> _Stated problem_
Give the lines from the one containing "TARGET = shadowed canyon wall" through the last line of the entries as a JSON list of strings, one string per line, with blank lines left out.

> _Exercise material_
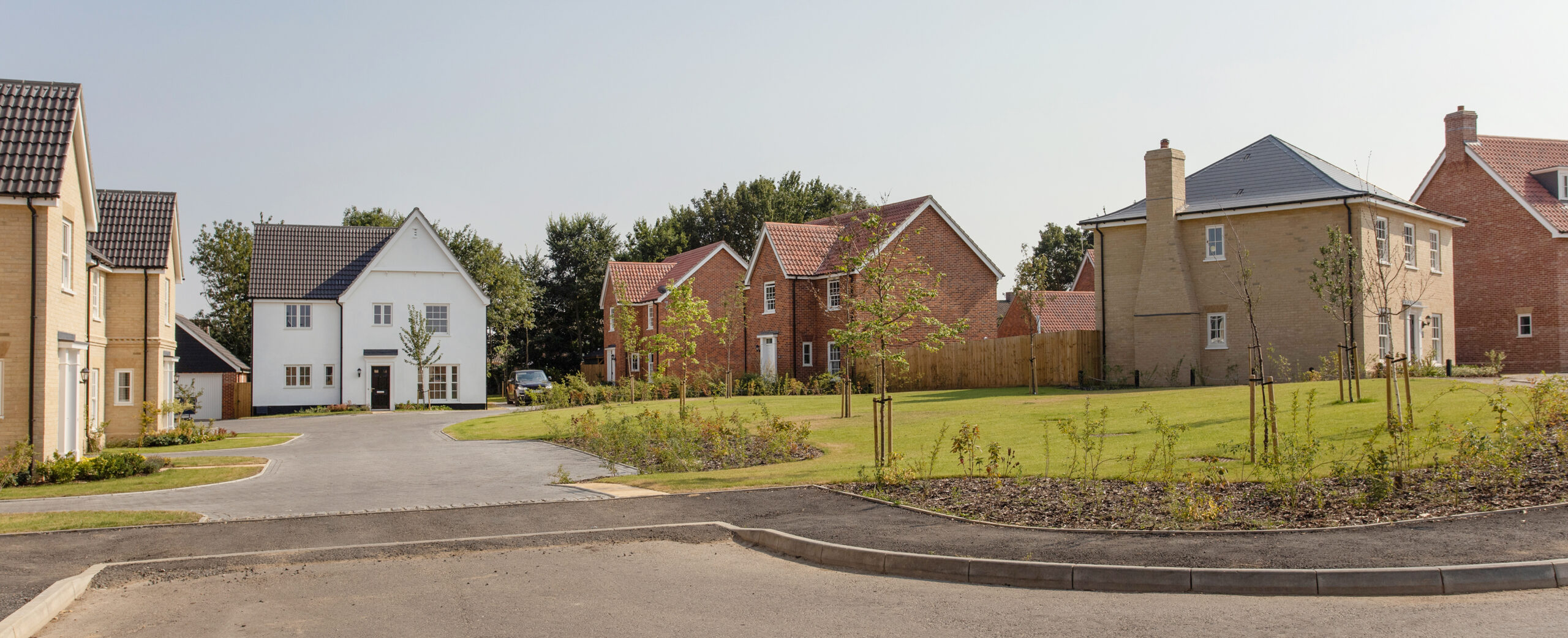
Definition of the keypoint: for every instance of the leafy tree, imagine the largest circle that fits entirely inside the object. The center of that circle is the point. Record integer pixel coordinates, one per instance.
(579, 246)
(886, 310)
(223, 259)
(416, 342)
(736, 215)
(1062, 248)
(372, 217)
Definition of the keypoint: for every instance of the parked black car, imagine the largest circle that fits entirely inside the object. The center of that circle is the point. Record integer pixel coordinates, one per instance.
(526, 380)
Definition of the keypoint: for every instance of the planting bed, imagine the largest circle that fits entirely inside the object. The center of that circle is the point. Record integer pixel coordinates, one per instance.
(1540, 479)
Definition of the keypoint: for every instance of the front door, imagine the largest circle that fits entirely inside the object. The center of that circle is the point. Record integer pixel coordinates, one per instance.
(380, 388)
(771, 358)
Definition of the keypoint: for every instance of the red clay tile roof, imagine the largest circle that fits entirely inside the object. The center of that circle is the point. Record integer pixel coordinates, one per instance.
(1513, 159)
(1063, 311)
(642, 279)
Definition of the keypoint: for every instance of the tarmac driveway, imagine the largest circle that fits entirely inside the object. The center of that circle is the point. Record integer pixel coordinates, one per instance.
(363, 463)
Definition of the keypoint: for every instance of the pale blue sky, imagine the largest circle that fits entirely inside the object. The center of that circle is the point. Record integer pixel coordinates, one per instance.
(1010, 113)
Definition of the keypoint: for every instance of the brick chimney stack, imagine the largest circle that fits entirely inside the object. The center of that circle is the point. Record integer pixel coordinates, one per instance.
(1459, 127)
(1166, 313)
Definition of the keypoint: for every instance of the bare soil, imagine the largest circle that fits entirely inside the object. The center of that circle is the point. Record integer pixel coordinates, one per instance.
(1540, 479)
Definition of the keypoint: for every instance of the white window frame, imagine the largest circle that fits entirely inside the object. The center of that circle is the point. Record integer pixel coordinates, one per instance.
(297, 314)
(446, 321)
(1381, 239)
(1214, 248)
(96, 295)
(377, 317)
(129, 377)
(1385, 333)
(65, 256)
(1410, 246)
(1224, 331)
(449, 383)
(297, 372)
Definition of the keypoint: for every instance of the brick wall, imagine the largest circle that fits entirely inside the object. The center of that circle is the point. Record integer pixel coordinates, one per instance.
(1504, 262)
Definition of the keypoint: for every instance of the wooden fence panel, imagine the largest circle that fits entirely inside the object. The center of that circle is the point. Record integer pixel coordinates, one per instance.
(1000, 363)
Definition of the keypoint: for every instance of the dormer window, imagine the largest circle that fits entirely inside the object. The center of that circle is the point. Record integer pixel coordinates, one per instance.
(1555, 179)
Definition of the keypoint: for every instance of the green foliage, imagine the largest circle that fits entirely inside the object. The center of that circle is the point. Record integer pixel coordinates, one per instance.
(736, 215)
(222, 256)
(1054, 260)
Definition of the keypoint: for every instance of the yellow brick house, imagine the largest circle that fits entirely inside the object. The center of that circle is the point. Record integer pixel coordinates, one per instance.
(1167, 268)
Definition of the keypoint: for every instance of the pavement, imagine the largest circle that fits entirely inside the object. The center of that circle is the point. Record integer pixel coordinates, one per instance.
(358, 463)
(725, 590)
(34, 561)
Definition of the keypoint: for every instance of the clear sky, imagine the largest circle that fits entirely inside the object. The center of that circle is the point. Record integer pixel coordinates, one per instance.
(1010, 115)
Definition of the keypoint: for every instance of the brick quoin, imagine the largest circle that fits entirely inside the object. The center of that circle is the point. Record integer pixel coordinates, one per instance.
(1504, 260)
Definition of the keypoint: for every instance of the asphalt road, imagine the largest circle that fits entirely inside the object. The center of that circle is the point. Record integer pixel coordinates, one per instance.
(363, 463)
(668, 588)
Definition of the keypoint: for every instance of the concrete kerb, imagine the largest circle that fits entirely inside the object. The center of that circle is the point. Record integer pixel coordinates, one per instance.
(1459, 579)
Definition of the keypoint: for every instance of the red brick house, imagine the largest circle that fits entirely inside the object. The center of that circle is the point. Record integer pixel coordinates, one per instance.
(712, 270)
(796, 286)
(1057, 311)
(1515, 195)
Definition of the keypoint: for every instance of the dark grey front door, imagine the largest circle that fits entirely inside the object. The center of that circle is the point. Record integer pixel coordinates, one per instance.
(380, 388)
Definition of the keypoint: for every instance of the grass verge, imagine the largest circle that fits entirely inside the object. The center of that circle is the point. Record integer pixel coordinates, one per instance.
(49, 521)
(240, 441)
(140, 484)
(1015, 419)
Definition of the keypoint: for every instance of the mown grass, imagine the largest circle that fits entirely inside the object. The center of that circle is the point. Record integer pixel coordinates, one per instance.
(1015, 419)
(49, 521)
(240, 441)
(206, 461)
(140, 484)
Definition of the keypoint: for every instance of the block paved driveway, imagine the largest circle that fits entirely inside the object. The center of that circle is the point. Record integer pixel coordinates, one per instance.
(363, 463)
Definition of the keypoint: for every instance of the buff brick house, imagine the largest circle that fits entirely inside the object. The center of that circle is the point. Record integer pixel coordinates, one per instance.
(714, 270)
(1166, 265)
(796, 286)
(1515, 195)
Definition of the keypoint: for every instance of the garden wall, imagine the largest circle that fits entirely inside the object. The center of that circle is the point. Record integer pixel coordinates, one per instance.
(1000, 363)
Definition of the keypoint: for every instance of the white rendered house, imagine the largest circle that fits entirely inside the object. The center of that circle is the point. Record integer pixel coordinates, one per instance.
(330, 303)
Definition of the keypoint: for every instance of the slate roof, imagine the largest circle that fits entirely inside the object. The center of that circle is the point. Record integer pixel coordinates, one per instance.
(1063, 311)
(311, 262)
(642, 279)
(37, 120)
(1513, 159)
(135, 228)
(1263, 173)
(200, 352)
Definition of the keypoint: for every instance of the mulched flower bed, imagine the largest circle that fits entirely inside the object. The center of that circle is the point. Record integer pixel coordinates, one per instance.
(1540, 479)
(760, 452)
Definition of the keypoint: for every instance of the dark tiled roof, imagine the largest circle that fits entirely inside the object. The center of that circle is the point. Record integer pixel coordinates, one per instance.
(1513, 159)
(37, 120)
(1063, 311)
(135, 228)
(1266, 172)
(200, 352)
(311, 262)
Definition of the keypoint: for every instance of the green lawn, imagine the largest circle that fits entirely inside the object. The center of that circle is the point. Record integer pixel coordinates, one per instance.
(140, 484)
(46, 521)
(1015, 419)
(244, 439)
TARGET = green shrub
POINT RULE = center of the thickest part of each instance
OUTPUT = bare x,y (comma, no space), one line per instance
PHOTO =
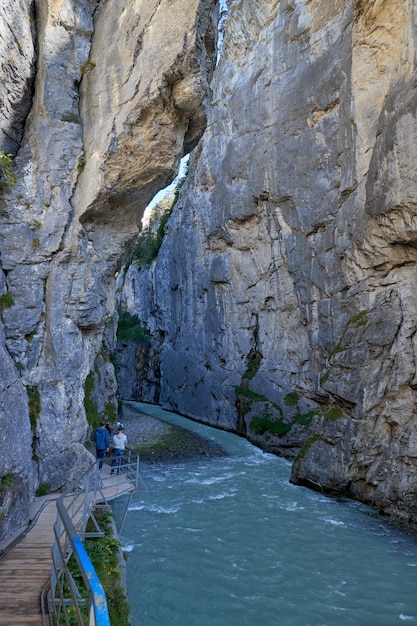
6,301
130,329
43,490
7,481
104,555
71,117
92,415
260,425
253,366
34,406
291,399
87,67
8,176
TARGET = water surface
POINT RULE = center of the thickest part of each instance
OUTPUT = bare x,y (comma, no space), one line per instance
229,542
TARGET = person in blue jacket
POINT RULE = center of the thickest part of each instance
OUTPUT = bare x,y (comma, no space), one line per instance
102,441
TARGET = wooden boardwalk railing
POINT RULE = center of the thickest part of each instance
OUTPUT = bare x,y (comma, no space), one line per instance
25,566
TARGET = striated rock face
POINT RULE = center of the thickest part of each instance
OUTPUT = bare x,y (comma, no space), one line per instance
284,294
282,302
117,98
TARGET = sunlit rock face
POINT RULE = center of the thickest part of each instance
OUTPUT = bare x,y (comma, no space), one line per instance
117,98
284,294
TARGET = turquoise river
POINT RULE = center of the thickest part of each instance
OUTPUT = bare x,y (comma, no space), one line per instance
229,541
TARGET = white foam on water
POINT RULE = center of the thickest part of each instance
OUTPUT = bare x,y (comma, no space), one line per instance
334,522
154,508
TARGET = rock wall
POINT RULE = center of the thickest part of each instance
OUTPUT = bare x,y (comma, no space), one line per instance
284,294
100,102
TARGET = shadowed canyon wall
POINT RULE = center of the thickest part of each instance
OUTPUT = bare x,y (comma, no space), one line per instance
99,102
282,302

> _Solution_
[
  "TARGET = shadowed canyon wall",
  "POINT RULE = center of the thickest part of each instance",
  "OUTPUT = bare x,y (comma, no space), one line per instance",
  "99,102",
  "282,302"
]